> **GOAL**:
Quote all lines below exactly. Images stay out.

> **INPUT DATA**:
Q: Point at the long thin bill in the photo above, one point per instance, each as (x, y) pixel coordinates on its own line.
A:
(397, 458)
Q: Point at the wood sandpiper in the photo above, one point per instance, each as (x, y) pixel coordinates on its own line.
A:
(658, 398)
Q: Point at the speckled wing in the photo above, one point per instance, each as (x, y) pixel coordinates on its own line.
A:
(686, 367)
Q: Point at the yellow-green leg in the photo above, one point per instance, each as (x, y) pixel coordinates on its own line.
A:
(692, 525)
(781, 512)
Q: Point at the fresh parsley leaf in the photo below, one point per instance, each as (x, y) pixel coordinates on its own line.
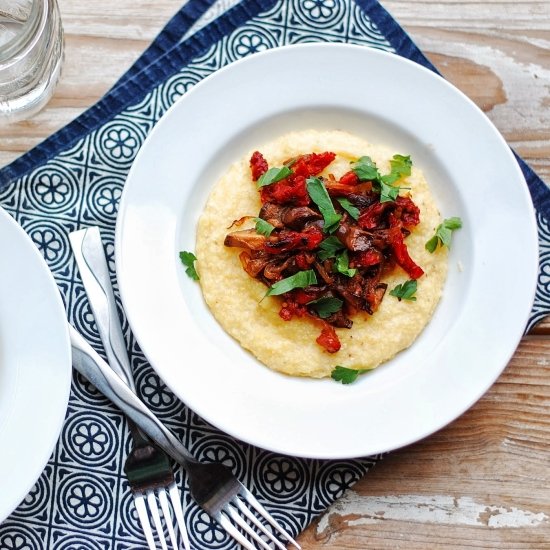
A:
(342, 265)
(365, 169)
(325, 307)
(273, 175)
(301, 279)
(188, 260)
(319, 195)
(346, 375)
(400, 168)
(444, 233)
(405, 291)
(330, 248)
(263, 228)
(352, 210)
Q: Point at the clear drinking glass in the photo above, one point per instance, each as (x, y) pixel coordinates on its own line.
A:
(31, 55)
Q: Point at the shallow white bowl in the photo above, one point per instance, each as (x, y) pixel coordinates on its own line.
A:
(35, 364)
(390, 101)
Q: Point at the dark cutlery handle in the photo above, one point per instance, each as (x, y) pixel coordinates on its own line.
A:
(88, 363)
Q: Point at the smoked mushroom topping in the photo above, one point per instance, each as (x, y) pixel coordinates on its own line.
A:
(324, 245)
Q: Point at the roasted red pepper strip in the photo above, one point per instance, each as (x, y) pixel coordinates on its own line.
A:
(367, 258)
(349, 178)
(402, 254)
(294, 240)
(312, 164)
(258, 165)
(291, 190)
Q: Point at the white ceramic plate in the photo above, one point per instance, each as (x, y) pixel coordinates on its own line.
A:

> **ANSWER TO THIS PROBLEM**:
Q: Point at the long thin bill in the photo above, one point per instance, each as (x, y) pixel coordinates on its own line.
A:
(397, 458)
Q: Point at the wood sandpiper in the photo above, one point per instance, each as (x, y) pixel coordinates on its own line.
A:
(658, 398)
Q: Point at the speckled wing in the photo above, one point per instance, each as (x, y) pixel coordinates on its own line.
A:
(686, 367)
Q: Point at the yellow-green leg in the photo above, one point per instance, each as (x, y) pixel coordinates on its own line.
A:
(692, 525)
(781, 512)
Q: Point at the fresh parsley leaf in the photo below, one point per instance, each as (x, y) pixel coordinates on its own line.
A:
(342, 265)
(365, 169)
(325, 307)
(273, 175)
(301, 279)
(188, 260)
(319, 195)
(346, 375)
(400, 168)
(444, 233)
(405, 291)
(330, 248)
(263, 228)
(352, 210)
Q: Point at the clear drinking glass in the photo above, one point per instance, each as (x, y) pixel coordinates on its own line.
A:
(31, 55)
Q: Point at the shallow white bowl in the photo above, one point per instance, each as (x, y) pixel coordinates on its own line.
A:
(35, 364)
(390, 101)
Q: Point at the dark cutlery handle in the photo above, one point per instance, each as (x, y) pixel coordinates on its own line.
A:
(88, 363)
Q: Point at the smoked mushroom topping in the photo above, one point per instance, each as (x, y) pixel coordinates on its own line.
A:
(324, 245)
Q: Point at the roasted red pepper strip in the photo above, one point per instance, each as (x, y) pixel coordinates on its own line.
A:
(367, 258)
(349, 178)
(402, 254)
(294, 240)
(312, 164)
(258, 165)
(291, 190)
Q: Point at the white ceramic plate in the photo above, one point per instance, each as (x, y) pixel coordinates on its own line.
A:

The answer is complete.